◆ Directions for this task ◆
Write out exactly the lines running from the one that contains "Where can the white" through the end of the material.

━━━ Extracted data ━━━

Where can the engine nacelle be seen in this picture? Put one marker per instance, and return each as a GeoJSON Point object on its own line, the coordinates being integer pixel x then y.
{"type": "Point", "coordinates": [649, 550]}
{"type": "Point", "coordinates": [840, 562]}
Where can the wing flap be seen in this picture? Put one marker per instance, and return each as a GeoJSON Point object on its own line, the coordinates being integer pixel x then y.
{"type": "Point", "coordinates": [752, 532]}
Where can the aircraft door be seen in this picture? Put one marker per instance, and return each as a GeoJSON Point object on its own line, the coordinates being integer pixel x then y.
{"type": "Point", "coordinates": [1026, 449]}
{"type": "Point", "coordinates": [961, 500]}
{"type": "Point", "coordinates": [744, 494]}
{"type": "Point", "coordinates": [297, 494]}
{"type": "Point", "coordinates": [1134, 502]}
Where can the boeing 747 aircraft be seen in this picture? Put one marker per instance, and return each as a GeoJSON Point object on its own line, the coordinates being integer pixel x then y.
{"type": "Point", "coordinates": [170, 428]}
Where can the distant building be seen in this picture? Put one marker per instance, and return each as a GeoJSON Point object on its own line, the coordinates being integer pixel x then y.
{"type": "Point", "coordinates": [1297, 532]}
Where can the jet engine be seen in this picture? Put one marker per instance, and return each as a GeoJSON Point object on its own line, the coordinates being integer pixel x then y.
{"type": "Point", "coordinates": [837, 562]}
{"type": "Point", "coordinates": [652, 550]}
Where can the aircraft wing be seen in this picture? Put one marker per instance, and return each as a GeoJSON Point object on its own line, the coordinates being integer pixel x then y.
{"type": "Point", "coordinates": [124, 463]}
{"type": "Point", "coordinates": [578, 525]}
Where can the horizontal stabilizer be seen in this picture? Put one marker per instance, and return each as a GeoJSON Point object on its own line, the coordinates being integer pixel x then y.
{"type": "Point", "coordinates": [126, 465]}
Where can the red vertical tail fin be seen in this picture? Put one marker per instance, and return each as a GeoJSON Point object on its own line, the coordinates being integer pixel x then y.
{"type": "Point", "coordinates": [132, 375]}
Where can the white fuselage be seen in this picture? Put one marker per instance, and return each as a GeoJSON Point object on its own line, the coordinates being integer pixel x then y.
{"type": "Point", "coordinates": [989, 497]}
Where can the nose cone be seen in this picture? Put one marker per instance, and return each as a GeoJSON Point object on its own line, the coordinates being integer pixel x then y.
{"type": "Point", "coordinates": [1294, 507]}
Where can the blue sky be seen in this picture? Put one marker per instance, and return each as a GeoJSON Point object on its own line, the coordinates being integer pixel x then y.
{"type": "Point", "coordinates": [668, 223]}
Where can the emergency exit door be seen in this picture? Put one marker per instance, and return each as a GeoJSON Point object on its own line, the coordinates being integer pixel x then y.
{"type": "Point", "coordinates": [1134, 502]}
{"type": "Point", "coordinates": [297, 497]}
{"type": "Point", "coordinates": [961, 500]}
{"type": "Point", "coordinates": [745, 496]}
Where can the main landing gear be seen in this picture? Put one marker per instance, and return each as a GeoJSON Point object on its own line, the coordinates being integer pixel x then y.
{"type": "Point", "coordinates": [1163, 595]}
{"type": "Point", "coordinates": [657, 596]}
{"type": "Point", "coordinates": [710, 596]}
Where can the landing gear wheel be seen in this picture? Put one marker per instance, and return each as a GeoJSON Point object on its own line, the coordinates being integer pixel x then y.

━━━

◆ Response to this task ◆
Where can the white fuselage be seen in this picture? Put one marker per instance, and return each as a GeoJSON Point object on its own line, the coordinates being integer pixel x then y.
{"type": "Point", "coordinates": [989, 497]}
Where can the nose cone be seen in this picture? Put one marker per instance, and return each as a GeoJSON Point object on its own line, the coordinates being integer pixel x then y.
{"type": "Point", "coordinates": [1294, 507]}
Where can the blue sky be seen in this picture? Put one marker per instance, and return each as a GeoJSON Point object on its own line, the coordinates being integer pixel x then y.
{"type": "Point", "coordinates": [668, 223]}
Where can the emergency exit door be seen in this picture? Put one marker per instance, and return each as a GeoJSON Point object on its own line, the coordinates being integer pixel x then y.
{"type": "Point", "coordinates": [1134, 502]}
{"type": "Point", "coordinates": [297, 497]}
{"type": "Point", "coordinates": [961, 500]}
{"type": "Point", "coordinates": [745, 496]}
Where can the main landing gear be seen in this picture? Put one marker per instance, and return each as a GeoJSON Point object on its own line, the coordinates being integer pixel x then y.
{"type": "Point", "coordinates": [1163, 595]}
{"type": "Point", "coordinates": [657, 596]}
{"type": "Point", "coordinates": [710, 596]}
Where can the landing gear wheel be seen in this picture? Put one marker per instance, and return each as a GeoJSON Point object on its own line, the coordinates being integer pixel x then y.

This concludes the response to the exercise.